- **Exercise requirements**
Resume the article on the supermassive black hole at the center of the Milky Way, writing on from its last sentence.

The dark heart of the Milky Way
Information about the closest supermassive black hole – the central object of our own galaxy
An article by Markus Pössel
To the best of our astrophysical knowledge, supermassive black holes, with millions or even billions solar masses are everywhere in the universe, with the core regions of most galaxies containing one such black hole. In the case of active galactic nuclei, these black holes are the cause of spectacular phenomena such as the jets of radio galaxies with their huge radio bubbles. But also in more quiet galaxies, such as our very own Milky Way, lurks a black hole.
Our very own black hole
A supermassive black hole on our own doorstep, a mere 25000 or so light years away, might sound a bit scary. For astronomers, it is a veritable boon: the most workable way of identifying an object as a black hole is a determination of its mass and an estimate of its size. Determining the mass of an astronomical object is, in general, no easy task. It is the least difficult for several objects orbiting each other, following their mutual gravitational pull: For such movements, the laws of celestial mechanics tie the masses of the objects in questions to the details of their orbital motion. Once the orbits are known, this allows conclusions about the masses.

- **Recorded information**
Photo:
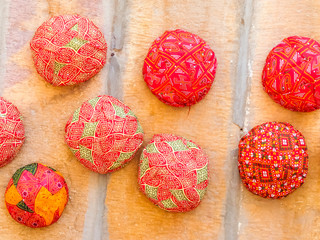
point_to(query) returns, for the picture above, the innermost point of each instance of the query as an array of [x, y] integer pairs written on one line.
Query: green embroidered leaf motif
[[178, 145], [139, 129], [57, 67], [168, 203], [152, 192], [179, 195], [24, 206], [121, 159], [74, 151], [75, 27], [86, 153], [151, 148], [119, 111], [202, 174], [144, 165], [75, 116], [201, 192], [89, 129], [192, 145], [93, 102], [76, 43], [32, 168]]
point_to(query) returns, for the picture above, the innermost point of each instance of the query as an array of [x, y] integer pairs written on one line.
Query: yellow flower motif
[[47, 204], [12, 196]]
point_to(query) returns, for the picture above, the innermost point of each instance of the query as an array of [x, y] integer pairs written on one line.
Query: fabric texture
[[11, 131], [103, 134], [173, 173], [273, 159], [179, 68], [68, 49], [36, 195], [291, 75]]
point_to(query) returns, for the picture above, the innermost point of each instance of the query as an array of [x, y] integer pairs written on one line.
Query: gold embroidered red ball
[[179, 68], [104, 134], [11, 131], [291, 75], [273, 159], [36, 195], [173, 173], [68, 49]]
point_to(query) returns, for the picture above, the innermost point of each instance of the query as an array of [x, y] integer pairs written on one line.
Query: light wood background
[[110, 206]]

...

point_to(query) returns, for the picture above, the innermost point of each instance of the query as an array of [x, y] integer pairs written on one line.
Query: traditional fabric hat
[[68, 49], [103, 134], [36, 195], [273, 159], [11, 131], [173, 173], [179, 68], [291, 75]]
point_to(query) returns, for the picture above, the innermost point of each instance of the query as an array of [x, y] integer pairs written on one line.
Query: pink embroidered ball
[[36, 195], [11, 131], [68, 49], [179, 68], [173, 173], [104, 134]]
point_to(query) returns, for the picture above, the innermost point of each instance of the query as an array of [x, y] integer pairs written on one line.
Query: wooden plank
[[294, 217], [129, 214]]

- **Exercise output**
Stars orbiting the central black hole
In the case of the central black hole in the Milky Way galaxy, astronomers have followed the motion of several stars in the centre of the galactic core for years. The following animation is based on observations made by researchers from the Max-Planck-Institute for Extraterrestrial Physics in the course of six years, using the New Technology Telescope of the European Southern Observatory.
The animation shows a region a few light days across, in the core region of the Milky Way that, as viewed from Earth, is in the constellation Sagittarius. As mentioned before, that region is roughly 25000 light years away from Earth. The blue cross in the centre marks the position of “Sagittarius A*”, a compact radio source. The astronomers have developped a detailed three-dimensional model to reconstruct the stars’ motions; the orbits thus reconstructed are shown in purple.
From the newest calculations, based on a full decade of high resolution observations of three dozen individual stars around Sagittarius A* by several independent groups of observers, it is clear that this object has the mass of 3.3 million suns. From the orbital data for one of the stars, one can also derive a very good upper limit for the central object’s size – in order to fit into that orbit, the radius of Sagittarius A* cannot be larger than 17 light-hours. More recent radio-astronomical measurements have yielded an even smaller size of a mere 20 light-minutes, comparable to size of the Earth’s orbit around the sun.
With this mass and size, there can only be one conclusion: the object is a supermassive black hole in the centre of our own galaxy.
For its discovery, the Nobel Prize in Physics was awarded to Andrea Ghez (University of California in Los Angeles, USA) and Reinhard Genzel (Max Planck Institute for Extraterrestrial Physics in Garching, Germany, and University of California in Berkeley, USA) in 2020.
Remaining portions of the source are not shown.